(Beginning of PROVIDED DATA)

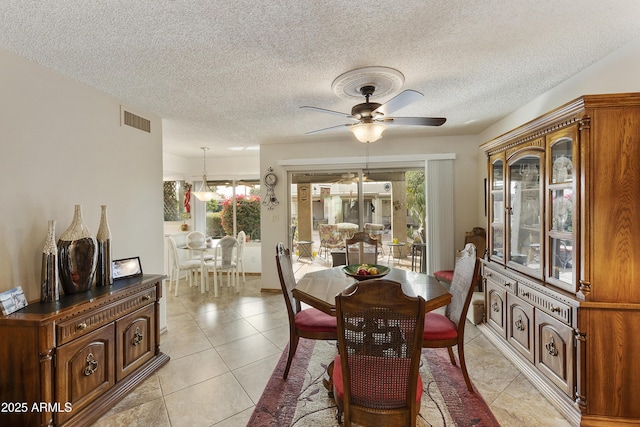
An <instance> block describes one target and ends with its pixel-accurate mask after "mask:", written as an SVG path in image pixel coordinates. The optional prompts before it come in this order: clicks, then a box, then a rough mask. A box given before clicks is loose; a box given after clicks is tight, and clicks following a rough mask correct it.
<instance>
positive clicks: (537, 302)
mask: <svg viewBox="0 0 640 427" xmlns="http://www.w3.org/2000/svg"><path fill="white" fill-rule="evenodd" d="M517 295H518V296H519V297H520V298H522V299H523V300H525V301H527V302H529V303H530V304H532V305H534V306H535V307H537V308H539V309H541V310H542V311H544V312H545V313H547V314H549V315H550V316H552V317H555V318H556V319H558V320H560V321H561V322H563V323H565V324H567V325H569V326H572V325H571V318H572V317H571V307H570V306H569V305H567V304H565V303H563V302H560V301H558V300H556V299H555V298H553V297H551V296H549V295H545V294H543V293H542V292H539V291H537V290H535V289H532V288H530V287H528V286H526V285H523V284H522V283H518V292H517Z"/></svg>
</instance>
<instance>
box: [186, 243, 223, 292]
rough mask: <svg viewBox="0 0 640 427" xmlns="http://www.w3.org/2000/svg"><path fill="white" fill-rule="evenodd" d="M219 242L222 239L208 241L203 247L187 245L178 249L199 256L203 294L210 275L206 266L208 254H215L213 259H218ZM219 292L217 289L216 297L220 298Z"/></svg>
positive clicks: (200, 287)
mask: <svg viewBox="0 0 640 427" xmlns="http://www.w3.org/2000/svg"><path fill="white" fill-rule="evenodd" d="M219 242H220V239H211V240H208V241H207V242H206V243H205V244H204V245H202V246H192V245H191V246H190V245H185V246H179V247H178V249H181V250H185V251H191V252H195V253H197V254H198V255H199V257H200V292H201V293H204V292H205V286H206V280H207V279H206V278H207V274H208V273H207V266H206V261H207V253H213V258H215V257H217V256H218V253H217V249H218V243H219ZM217 291H218V289H217V288H216V294H215V296H216V297H217V296H218V294H217Z"/></svg>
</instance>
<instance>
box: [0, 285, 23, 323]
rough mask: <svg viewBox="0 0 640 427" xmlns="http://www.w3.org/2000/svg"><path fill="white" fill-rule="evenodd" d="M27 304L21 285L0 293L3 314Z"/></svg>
mask: <svg viewBox="0 0 640 427" xmlns="http://www.w3.org/2000/svg"><path fill="white" fill-rule="evenodd" d="M27 304H28V303H27V299H26V298H25V296H24V291H23V290H22V286H18V287H16V288H13V289H10V290H8V291H5V292H2V293H0V309H1V310H2V314H3V315H5V316H6V315H8V314H11V313H14V312H16V311H18V310H20V309H21V308H24V307H26V306H27Z"/></svg>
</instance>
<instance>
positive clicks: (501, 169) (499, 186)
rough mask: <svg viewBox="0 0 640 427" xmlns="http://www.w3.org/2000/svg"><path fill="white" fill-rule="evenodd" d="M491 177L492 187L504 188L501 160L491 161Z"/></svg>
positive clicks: (497, 188) (503, 177)
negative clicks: (491, 163) (497, 160)
mask: <svg viewBox="0 0 640 427" xmlns="http://www.w3.org/2000/svg"><path fill="white" fill-rule="evenodd" d="M492 167H493V172H492V174H491V177H492V183H491V184H492V189H494V190H498V189H502V188H504V171H503V166H502V160H498V161H496V162H494V163H493V165H492Z"/></svg>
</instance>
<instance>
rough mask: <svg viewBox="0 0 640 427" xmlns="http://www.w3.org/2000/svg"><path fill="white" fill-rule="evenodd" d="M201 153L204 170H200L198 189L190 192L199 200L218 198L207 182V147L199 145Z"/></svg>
mask: <svg viewBox="0 0 640 427" xmlns="http://www.w3.org/2000/svg"><path fill="white" fill-rule="evenodd" d="M200 149H201V150H202V151H203V152H204V153H203V161H204V171H203V172H202V185H201V186H200V190H198V191H194V192H193V193H192V194H193V195H194V196H196V197H197V199H198V200H200V201H201V202H210V201H211V200H214V199H218V194H216V192H215V191H211V188H209V184H208V183H207V150H208V149H209V147H200Z"/></svg>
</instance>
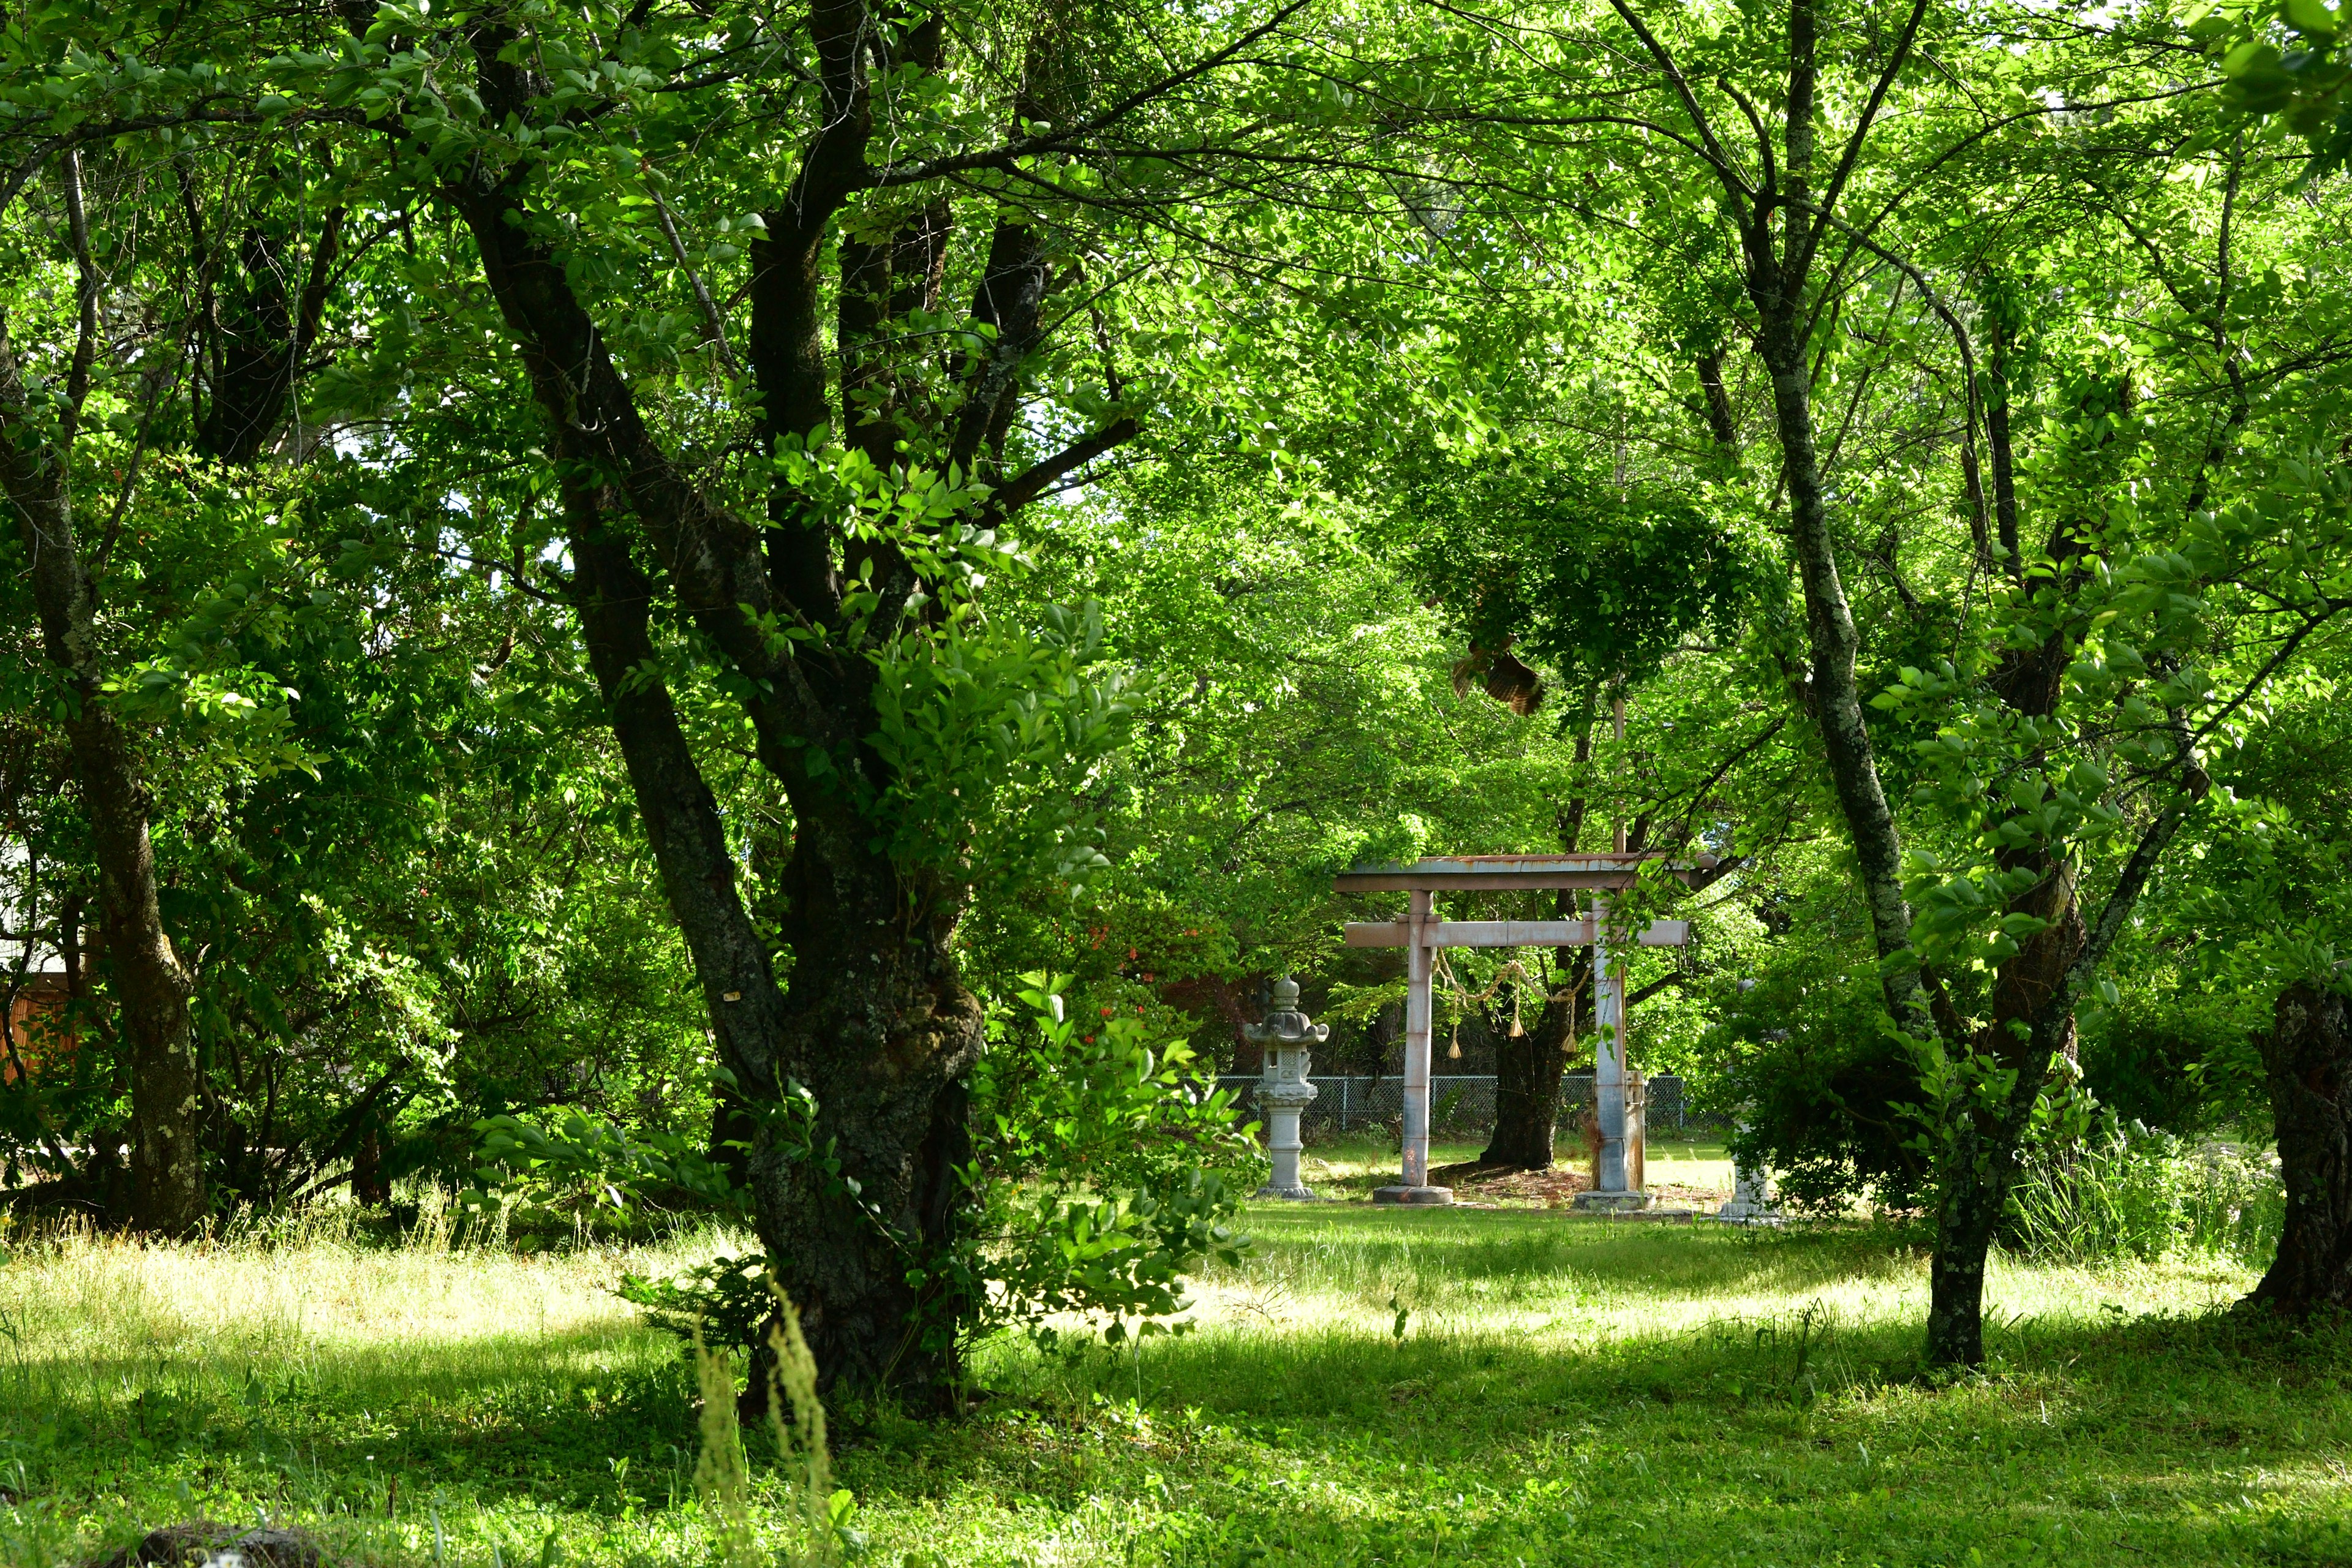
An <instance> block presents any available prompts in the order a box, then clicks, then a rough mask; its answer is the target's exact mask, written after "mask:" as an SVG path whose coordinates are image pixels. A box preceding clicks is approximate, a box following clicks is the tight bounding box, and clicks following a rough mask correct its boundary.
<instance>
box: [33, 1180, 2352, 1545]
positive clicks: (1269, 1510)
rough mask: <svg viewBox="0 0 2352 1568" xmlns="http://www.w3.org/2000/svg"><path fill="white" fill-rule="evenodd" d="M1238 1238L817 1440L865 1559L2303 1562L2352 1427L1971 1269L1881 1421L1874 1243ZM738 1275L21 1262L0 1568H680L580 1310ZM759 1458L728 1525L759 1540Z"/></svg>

(End of PROVIDED DATA)

Report each line of the listing that contains the string "coordinates", treating uppercase and lowercase letters as distinct.

An <instance> block describes one target and ends with its pixel-accurate mask after "mask:", written as an SVG path in image pixel coordinates. The optional prompts before it come in this order: clicks, then a box, then a rough mask. A box given before clicks is loose; a box given after clicks is tight, and clicks following a rough mask correct it.
An <instance> block presents any available prompts in the order a box, then clicks, then a rough mask; its answer is the target's exact mask, written after "mask:" as an SVG path whose coordinates are image pixels. A box preceding clicks is approximate, a box following clicks is the tight bounding box, and clicks following a rough mask correct its boundary.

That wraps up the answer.